- EXERCISE OBJECTIVE: Please translate this sentence from the I Farma season 3 article into Spanish: "Sakis Tanimanidis presented the show."

- PASSAGE SHOWN:
---+---

- Presented by: Sakis Tanimanidis
- No. of days: 80
- No. of housemates: 22
- Winner: Kostas Grekas
- Runners-up: Vassilis Theodoropoulos Konstantinos Makris (Doupis) Kyriaki Katsogresaki

Release
- Original network: ANT1
- Original release: March 12 – June 10, 2021

Season chronology
- ← Previous Season 2 Next → Season 4

= I Farma (Greek TV series) season 3 =

The third season of the Greek reality television show I Farma, based on the Swedish television series Farmen and returned after a sixteen-year hiatus in Greece, began airing on March 12, 2021 on ANT1.

Sakis Tanimanidis presented the show. Vassilis Filippou was the caretaker of the Farm.

==Format==
Fourteen contestants are chosen from the outside world, who declared participation. Each week one contestant is selected the Farmer of the Week, by a leadership race. In the first week, the first farmer to be participating in the race, was chosen by a game. Since week 2, the first farmer to be participating is chosen by the contestant evicted in the previous week. The second farmer to be participating in the race was chosen by the contestants.

===Nomination process===
The Farmer of the Week nominates two people (a man and a woman) as the Butlers. After some days, the Farmer of the Week must decide which Butler is the first to go to the Battle. That person then chooses the second person (from the same sex) for the Battle. They have to play 5 games, which each game has from 1 until 5 points. The farmer with the most points wins the Battle and the other farmer is evicted from the game.

==Farmers==
Ages stated are at time of contest.

---+---

Bounding-box records:
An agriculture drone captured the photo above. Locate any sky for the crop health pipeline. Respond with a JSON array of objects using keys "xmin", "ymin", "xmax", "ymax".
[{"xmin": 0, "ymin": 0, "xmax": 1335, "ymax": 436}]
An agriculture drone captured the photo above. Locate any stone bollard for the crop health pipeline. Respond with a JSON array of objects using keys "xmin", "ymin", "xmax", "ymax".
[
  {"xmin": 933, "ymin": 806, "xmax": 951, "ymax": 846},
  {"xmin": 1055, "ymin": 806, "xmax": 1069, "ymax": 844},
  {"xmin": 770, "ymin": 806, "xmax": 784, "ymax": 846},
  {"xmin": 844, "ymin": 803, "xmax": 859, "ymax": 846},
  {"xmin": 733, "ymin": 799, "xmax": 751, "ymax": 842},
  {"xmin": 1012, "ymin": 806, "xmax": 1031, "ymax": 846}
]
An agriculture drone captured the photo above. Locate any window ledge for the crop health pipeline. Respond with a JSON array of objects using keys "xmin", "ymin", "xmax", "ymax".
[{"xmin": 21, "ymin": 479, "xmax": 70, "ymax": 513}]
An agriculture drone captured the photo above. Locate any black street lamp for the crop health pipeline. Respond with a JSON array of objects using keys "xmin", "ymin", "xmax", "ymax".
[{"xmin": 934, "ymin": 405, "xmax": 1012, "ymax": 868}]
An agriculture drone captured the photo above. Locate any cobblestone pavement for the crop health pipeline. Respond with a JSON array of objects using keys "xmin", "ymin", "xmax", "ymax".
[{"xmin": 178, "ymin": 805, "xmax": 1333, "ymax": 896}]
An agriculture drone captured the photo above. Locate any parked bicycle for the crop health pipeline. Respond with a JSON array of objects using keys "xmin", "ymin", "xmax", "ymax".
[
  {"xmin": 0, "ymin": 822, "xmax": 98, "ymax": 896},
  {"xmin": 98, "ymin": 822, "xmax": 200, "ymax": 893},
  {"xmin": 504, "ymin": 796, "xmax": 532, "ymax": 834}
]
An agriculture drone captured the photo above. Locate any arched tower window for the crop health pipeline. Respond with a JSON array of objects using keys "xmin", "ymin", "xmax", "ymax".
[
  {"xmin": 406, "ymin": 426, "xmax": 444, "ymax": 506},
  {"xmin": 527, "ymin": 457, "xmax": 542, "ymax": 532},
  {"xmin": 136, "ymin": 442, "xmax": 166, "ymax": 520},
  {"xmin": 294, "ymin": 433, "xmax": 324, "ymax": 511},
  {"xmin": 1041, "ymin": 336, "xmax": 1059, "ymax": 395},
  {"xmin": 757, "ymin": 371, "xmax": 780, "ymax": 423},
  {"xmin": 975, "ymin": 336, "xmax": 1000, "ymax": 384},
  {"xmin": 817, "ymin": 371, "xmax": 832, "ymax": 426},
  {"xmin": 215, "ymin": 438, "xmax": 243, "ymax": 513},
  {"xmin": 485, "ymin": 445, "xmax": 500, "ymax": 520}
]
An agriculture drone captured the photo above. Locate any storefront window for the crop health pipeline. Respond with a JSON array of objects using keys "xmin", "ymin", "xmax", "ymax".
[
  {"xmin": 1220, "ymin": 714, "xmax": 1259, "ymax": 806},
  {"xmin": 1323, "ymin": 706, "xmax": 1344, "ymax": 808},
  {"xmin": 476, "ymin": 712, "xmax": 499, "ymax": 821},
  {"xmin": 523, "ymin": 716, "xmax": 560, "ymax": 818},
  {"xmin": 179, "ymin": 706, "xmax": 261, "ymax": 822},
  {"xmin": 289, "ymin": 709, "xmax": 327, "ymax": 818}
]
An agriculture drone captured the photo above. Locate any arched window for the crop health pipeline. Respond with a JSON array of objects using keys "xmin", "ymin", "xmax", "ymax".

---+---

- WORKED SOLUTION: Sakis Tanimanidis presentó el programa.